How AI helped NIH make literature reviews 6x faster
To advance non-animal testing methods, the National Institutes of Health (NIH) turned to ICF for a faster, AI-driven approach to reviewing scientific literature.
The National Institutes of Health needed to conduct a comprehensive literature review of new approach methods (NAMs), or research that doesn’t rely on animal testing.
They sought to more quickly determine which technologies are available and ready to implement to evaluate these innovative research alternatives.
But with thousands of scientific papers to assess—and more published every day—the manual review process was slow, resource-intensive, and unsustainable. NIH needed a faster, more scalable approach that also preserved scientific rigor.

**Problem 1:**
In the NIH literature review case study, why did NIH need a faster way to review scientific literature? Answer in one to three sentences.
**Problem 2:**
List every word the NIH literature review case study uses to describe the manual review process.
**Problem 3:**
From the NIH literature review case study, quote the passage starting at "The National Institutes of Health needed" and ending at "on animal testing.".

**Material shown:**

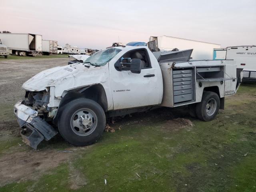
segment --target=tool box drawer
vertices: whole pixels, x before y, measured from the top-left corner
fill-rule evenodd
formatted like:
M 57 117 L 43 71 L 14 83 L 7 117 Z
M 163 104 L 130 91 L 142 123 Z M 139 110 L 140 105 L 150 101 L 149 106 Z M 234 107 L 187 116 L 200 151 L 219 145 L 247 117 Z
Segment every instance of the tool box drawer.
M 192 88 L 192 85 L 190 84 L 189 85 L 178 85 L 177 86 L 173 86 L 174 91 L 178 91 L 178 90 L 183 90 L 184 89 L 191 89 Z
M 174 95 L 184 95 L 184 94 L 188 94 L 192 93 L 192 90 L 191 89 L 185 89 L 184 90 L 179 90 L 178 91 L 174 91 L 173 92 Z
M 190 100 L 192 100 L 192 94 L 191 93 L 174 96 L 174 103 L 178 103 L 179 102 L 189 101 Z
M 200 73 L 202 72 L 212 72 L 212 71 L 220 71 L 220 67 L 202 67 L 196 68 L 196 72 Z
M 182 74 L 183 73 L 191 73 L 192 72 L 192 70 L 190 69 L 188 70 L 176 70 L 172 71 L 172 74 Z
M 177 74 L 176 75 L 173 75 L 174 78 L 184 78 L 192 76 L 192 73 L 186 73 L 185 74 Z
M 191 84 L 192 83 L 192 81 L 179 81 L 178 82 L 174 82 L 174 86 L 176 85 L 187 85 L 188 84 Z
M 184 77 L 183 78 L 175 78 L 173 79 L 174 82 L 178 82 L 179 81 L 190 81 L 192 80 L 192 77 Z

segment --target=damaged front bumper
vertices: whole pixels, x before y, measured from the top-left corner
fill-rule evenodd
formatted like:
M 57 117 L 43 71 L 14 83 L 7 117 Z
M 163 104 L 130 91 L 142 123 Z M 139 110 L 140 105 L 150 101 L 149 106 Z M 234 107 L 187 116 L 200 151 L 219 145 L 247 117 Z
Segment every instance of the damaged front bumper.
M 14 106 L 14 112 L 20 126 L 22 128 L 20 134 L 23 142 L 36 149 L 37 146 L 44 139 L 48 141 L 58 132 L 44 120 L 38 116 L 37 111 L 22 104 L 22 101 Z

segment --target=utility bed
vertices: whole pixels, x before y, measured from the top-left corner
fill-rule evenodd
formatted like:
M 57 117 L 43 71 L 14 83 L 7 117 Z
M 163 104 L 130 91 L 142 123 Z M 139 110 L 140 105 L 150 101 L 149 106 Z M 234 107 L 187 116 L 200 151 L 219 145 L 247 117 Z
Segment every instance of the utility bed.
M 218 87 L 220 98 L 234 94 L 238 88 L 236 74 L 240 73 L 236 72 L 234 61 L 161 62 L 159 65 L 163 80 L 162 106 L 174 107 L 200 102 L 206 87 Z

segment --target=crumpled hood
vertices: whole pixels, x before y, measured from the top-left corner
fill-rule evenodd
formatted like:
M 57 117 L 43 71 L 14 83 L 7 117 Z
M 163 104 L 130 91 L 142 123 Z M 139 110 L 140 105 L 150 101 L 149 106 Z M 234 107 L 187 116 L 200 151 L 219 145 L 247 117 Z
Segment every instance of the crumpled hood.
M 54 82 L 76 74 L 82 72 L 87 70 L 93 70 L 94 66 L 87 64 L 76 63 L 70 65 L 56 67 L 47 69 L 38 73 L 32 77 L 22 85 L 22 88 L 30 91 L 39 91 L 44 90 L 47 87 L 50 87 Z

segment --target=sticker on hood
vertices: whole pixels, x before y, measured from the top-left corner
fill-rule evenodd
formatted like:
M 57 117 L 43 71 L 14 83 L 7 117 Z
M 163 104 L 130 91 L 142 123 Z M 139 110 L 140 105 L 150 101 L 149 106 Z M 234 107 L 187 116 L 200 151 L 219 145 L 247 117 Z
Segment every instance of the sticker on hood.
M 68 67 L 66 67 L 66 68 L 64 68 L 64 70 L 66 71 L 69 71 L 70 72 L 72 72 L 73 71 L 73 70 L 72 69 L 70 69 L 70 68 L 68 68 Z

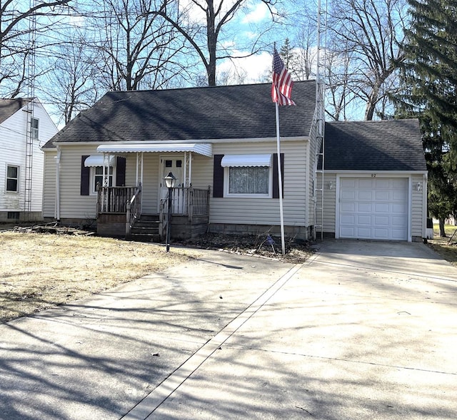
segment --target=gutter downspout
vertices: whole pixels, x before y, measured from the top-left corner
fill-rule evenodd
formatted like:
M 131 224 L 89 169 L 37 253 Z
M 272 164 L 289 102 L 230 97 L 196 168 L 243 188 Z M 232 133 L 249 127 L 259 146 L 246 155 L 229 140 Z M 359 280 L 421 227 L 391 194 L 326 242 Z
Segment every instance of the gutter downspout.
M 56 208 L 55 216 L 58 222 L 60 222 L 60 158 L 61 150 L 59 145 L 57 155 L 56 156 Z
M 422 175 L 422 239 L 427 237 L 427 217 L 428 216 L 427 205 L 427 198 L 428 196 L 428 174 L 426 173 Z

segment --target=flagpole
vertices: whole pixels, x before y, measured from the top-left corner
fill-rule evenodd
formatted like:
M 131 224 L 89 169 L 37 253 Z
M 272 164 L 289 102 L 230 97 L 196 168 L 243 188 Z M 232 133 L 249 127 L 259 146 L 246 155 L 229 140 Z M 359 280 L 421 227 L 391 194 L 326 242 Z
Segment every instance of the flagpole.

**Expected answer 1:**
NIH had thousands of scientific papers to assess, and more were published every day. Reviewing them by hand was slow, resource-intensive, and unsustainable. NIH needed an approach that scaled better and still preserved scientific rigor.

**Expected answer 2:**
- slow
- resource-intensive
- unsustainable

**Expected answer 3:**
The National Institutes of Health needed to conduct a comprehensive literature review of new approach methods (NAMs), or research that doesn’t rely on animal testing.